→ What you need to do
- 1) From the passage on Roman and non-Roman trade, list the utilitarian wares that non-Roman peoples exported in return for elite goods.
- 2) Pick up the passage on Roman and non-Roman trade after its final sentence and continue it.

→ Text block
At sites elsewhere in Italy dating to the fifth to seventh centuries, commercial harbors were abandoned, and there is a strong decline in import-trade amphora from Africa and the eastern Mediterranean, indicating that interregional trade had collapsed. On the Adriatic at fifth-century Butrint, fortifications were built against barbarian invaders, palaces were left unfinished, and squatters moved in. Merchants occupied the ruined forums of other towns across Roman Europe, creating makeshift workshops in the rubble of former citadels. While Rome and a few other southern cities maintained a modicum of urban character, western European towns and markets were largely abandoned. Long-distance commercial exchange and the interregional market system had ceased operation.
TRADE, EXCHANGE AND MARKETS OUTSIDE THE FORMER EMPIRE
Archaeological evidence shows regular, active trade between Romans and non-Romans before A.D. 400. In return for elite goods—swords, adornments, wine and serving vessels—non-Roman peoples exported utilitarian wares, such as leather, hide, foodstuffs, and slaves. Modern excavations at elite-controlled ports, such as Gudme-Lundeborg in Denmark, usually show a chieftain's compound with a complement of craftspeople and a harbor during the Roman era.

→ Items from a dataset

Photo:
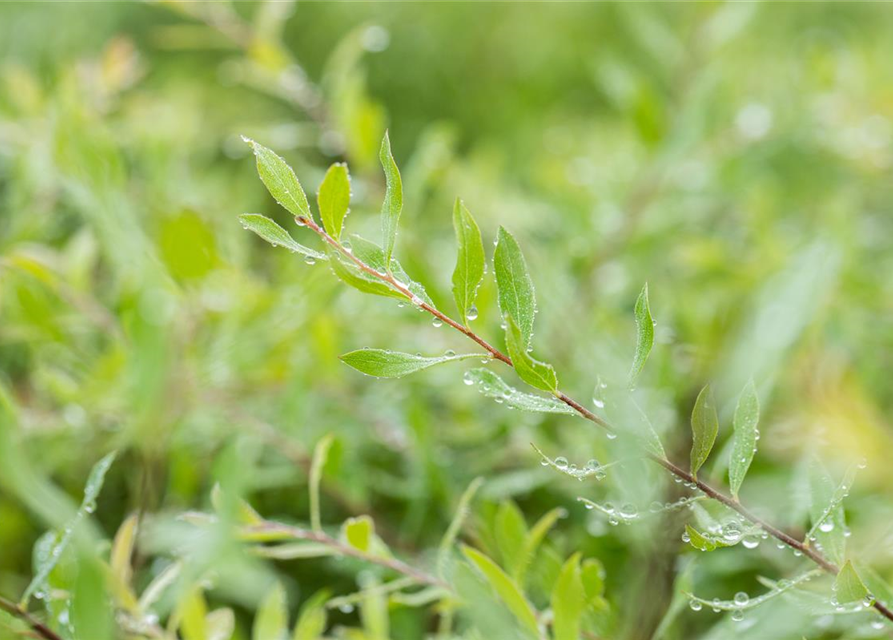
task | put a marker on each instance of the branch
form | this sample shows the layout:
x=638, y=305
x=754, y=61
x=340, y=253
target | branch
x=36, y=625
x=395, y=565
x=677, y=471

→ Replies
- 1) Leather, hide, foodstuffs, slaves

- 2)
Rulers in barbarian regions thus became highly dependent on Roman goods for maintaining their social status. After Rome's troubles began and the imperial system began to totter, Roman goods disappeared from these sites, as long-distance trade was curtailed. Despite the cutoff of Roman items, local rulers still needed to impress their peers and overawe their subjects, so the trade in elite goods could not be allowed to end. Instead, smaller, less ambitious trade networks were formed between the upper classes in Britain, the Low Countries, Scandinavia, and Germanic and Slavic regions. Trade continued at some Roman-era places; more important, however, between A.D. 700 and 1000 a series of new, specialized sites combining crafts production with a trading center appeared. Among them were Ipswich and Hamwic in Britain; Birka, Ribe, Kaupang, and Hedeby in Scandinavia; Quentovic in northern France; Dorestad on the Dutch Rhine; Staraya Ladoga in Russia; and Wolin in Poland. Similar sequences are found in the Czech Republic and northern Germany.
These markets, commonly referred to as emporia, were not the spontaneous efforts of merchants and manufacturers. Local rulers' involvement is apparent in elite-built and maintained fortifications, indicating royal administration and protection, at emporia such as Hedeby, Ipswich, and Hamwic. Ribe and Löddeköpinge in Denmark and Sweden, respectively, had nondefensive boundary markers that probably delimited the area of regulated trade. At Mikulčice in the Czech Republic and at Hamburg, Lübeck, and Brandenburg, Germany, excavations show that local chieftains established fortress-like residences with attached craftspeople in the eighth century, after which non-elite settlements developed around them, leading to urban marketplaces.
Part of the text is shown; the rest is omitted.